> _PROBLEMS TO SOLVE_:
- 1) Reproduce the part of the ikigai transcript that opens with the words containing "Now, can I find" and closes with "love this thing?".
- 2) In the ikigai transcript, whom does the speaker name alongside the idea of starting with the why?
- 3) Extend the ikigai transcript from its final sentence.

> _QUOTED PASSAGE_:
* BEGIN *

And at that point I will say to myself, no more.

Speaker A

And so I think entrepreneurs, the people who think entrepreneurially but never take action are problematic because they've constantly got ideas but they never do anything with them.

Speaker A

And then there are other people or like serial entrepreneurs who do a little bit of stuff but they never really finish anything.

Speaker A

And then you've got the other people who just will stick with the one thing for 20 years, even though there's no sign on the planet that this is desirable to anyone or ever going to pay them back.

Speaker A

So, like I say, ikigai is this.

Speaker A

It's just a guiding star.

Speaker A

And every time I get to, like, when I came back from Australia and I could not have been in a worse place, I just lost my mum, My dad had recovered, but I didn't know how long he was going to be around.

Speaker A

I'd given away or lost pretty much all of my business and came back to a very expensive city like LA and was like, what do I do now?

Speaker A

What a great thing to use to be able to check in and say whatever I do.

Speaker A

I'm starting here.

Speaker A

Like Simon Sinek, start with the why.

Speaker A

I'm starting with the ikigai because I can go and get a job, I can go and apply for jobs.

Speaker A

First of all, even if I get one, it's probably not going to be my ikigai, so it's going to frustrate me forever.

Speaker A

Or worst case scenario, I'm going to go for all these jobs and I'm not going to get any of them and I don't want any of them anyway.

Speaker A

Like, none of them are my ikigai.

Speaker A

And now I'm not doing my ikigai and I'm just getting caned by all directions.

Speaker A

No responses.

Speaker A

You're not qualified, you're overqualified, you're too old, you're too this, you're too that.

Speaker A

And now, like being rejected by people on a dating site that you're not even interested in.

Speaker A

Like, you're in a worse position than you were before.

Speaker A

So I said, I'm going to use this as my guiding star, my North Star, every time I feel like, ah, what am I doing here?

Speaker A

And you may say, you're right, but I'm doing some stuff that I don't like.

Speaker A

When you look at it, you may go, oh, well, thank God I'm doing those things.

Speaker A

Because without those things, I'd be doing everything that I don't like.

Speaker A

Now, can I find a way to take what I'm doing and turn it into something I love?

Speaker A

And if not, can I find someone in my community who does love this thing?

Speaker A

Their ichigai is probably missing this thing that is the thorn in my ichigai right now.

* END *

> _RECORD SET_:

* BEGIN *

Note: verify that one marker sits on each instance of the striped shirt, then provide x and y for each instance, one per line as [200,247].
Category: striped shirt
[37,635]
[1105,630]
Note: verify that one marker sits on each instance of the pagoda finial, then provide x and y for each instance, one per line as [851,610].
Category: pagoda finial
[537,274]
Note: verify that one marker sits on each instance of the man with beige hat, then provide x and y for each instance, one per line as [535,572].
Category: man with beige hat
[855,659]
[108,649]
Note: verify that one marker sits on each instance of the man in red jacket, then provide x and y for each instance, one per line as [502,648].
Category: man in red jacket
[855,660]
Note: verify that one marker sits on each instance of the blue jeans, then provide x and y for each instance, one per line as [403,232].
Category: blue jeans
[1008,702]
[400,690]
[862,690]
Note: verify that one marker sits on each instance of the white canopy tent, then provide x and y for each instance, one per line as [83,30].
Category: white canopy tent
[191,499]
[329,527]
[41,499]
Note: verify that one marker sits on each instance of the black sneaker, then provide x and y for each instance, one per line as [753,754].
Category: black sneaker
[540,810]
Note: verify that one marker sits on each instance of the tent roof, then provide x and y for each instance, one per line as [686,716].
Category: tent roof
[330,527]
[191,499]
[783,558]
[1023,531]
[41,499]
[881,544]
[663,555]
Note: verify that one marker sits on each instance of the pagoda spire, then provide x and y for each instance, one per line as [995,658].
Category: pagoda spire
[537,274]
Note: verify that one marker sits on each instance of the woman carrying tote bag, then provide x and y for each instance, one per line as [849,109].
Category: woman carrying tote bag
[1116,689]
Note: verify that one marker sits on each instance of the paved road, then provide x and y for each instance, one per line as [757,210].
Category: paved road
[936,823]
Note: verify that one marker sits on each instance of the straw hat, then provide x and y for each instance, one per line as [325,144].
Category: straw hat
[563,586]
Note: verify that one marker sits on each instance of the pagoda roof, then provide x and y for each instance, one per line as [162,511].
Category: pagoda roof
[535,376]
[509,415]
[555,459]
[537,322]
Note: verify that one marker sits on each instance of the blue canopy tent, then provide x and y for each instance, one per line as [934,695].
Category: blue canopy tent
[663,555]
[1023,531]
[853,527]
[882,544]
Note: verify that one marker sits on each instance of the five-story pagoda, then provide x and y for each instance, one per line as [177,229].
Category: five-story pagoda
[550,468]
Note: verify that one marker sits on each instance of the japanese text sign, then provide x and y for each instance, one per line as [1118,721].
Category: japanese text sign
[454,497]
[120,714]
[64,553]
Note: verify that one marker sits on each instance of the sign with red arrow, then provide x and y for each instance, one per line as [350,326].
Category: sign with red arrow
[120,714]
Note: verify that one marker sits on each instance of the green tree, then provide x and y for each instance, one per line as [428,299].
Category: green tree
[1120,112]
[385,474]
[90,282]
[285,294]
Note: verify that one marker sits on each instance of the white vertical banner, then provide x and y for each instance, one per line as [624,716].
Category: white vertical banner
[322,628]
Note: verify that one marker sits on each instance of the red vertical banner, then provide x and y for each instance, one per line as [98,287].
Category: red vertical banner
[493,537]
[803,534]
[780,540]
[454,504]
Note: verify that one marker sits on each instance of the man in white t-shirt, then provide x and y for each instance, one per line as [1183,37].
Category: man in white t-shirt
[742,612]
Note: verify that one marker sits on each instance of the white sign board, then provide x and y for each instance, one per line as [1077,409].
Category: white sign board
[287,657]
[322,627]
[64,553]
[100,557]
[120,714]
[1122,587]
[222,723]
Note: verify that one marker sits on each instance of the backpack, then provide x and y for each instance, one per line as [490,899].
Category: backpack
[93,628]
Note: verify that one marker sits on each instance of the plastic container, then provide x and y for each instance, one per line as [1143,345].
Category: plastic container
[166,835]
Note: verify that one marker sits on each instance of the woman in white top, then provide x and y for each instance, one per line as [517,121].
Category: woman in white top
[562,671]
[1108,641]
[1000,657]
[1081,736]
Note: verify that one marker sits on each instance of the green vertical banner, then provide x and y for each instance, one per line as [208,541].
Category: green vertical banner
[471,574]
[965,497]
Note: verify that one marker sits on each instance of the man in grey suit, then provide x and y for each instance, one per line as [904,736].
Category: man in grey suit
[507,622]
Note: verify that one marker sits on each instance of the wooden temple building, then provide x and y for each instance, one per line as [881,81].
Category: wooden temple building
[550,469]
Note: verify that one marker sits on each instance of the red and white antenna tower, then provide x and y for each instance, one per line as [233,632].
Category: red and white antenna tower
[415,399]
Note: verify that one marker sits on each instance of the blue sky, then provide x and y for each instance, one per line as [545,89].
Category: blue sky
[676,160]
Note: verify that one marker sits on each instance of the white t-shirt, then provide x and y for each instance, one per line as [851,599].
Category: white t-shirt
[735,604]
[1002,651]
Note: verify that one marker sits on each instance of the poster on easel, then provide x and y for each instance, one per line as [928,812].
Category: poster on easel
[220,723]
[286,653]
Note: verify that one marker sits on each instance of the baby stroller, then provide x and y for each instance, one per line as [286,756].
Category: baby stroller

* END *

> _RESULTS IN ORDER_:
- 1)
Now, can I find a way to take what I'm doing and turn it into something I love?

Speaker A

And if not, can I find someone in my community who does love this thing?

- 2) Simon Sinek.

- 3)
Speaker A

And I can give that to them and they can go, ah.

Speaker A

And come alive.

Speaker A

And now I can be alleviated from the pain of that thorn that kept sticking into me every time I had to do that thing I didn't love.

Speaker A

And AI has honestly helped so much because a lot of those pains in the ass were things like doing the copy and the marketing stuff.

Speaker A

And well, now AI can help you so much with that and even producing podcasts and stuff.

Speaker A

Like, I'm sure AI must really help.

Speaker A

I've got a friend who runs a, who created a platform which I told you about, and it's specifically for producing podcasts and it's uses AI and stuff.

Speaker A

When I, in fact, when I met him and I saw his platform, I was like, are you using AI for this yet?

Speaker A

And he's like, no, should I?

Speaker A

I'm like, dude, listen, before I did my company, I'm like, you are going to be left behind if you don't put AI into this, like, asap.

Speaker C

Yeah.

Speaker C

So, yeah, what you're seeing, what you're seeing on the production side for AI is that most shows are still being produced by a producer.

Speaker C

So I pretty.

Speaker C

I still produce my own show.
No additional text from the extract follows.